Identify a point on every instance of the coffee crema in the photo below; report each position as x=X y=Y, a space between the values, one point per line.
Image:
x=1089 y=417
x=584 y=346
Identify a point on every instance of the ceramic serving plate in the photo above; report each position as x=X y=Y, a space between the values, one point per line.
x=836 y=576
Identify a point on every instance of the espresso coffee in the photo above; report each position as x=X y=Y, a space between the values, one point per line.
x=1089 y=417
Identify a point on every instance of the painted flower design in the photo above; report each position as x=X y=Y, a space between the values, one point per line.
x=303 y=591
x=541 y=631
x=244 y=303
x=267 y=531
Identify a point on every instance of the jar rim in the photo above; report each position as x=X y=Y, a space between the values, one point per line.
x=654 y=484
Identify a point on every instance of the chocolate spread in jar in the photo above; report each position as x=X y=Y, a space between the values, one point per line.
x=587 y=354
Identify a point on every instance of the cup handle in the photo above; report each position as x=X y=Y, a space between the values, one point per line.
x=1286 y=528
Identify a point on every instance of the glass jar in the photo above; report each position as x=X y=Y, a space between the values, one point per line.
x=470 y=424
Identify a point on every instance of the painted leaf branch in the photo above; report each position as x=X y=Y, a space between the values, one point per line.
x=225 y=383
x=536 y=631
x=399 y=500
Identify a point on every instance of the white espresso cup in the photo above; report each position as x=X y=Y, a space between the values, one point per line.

########

Starting with the line that contains "Identify a point on every instance of the chocolate", print each line through the last one in the listing. Include both end lines and add nothing.

WRITTEN REPLY
Identify a point on every instance of the chocolate spread in jar in the photo above; report each position as x=X y=Y, a space between the values, one point per line.
x=587 y=354
Identify a point on every instance of the cup handle in the photo above; report each position as x=X y=Y, a space between the values, one point per line.
x=1286 y=528
Identify a point on every instance of the glass jar in the photo above; report each position as x=X y=Y, a space between the values, one point per line.
x=470 y=424
Identify a point on every instance of the painted leaf branch in the photo above; report each position as x=X y=Y, a space between the values, one point per line.
x=225 y=383
x=536 y=631
x=399 y=500
Identify a point on every instance of the white espresso cup in the photo above; report each position as x=X y=Y, a space between the values, one point per line.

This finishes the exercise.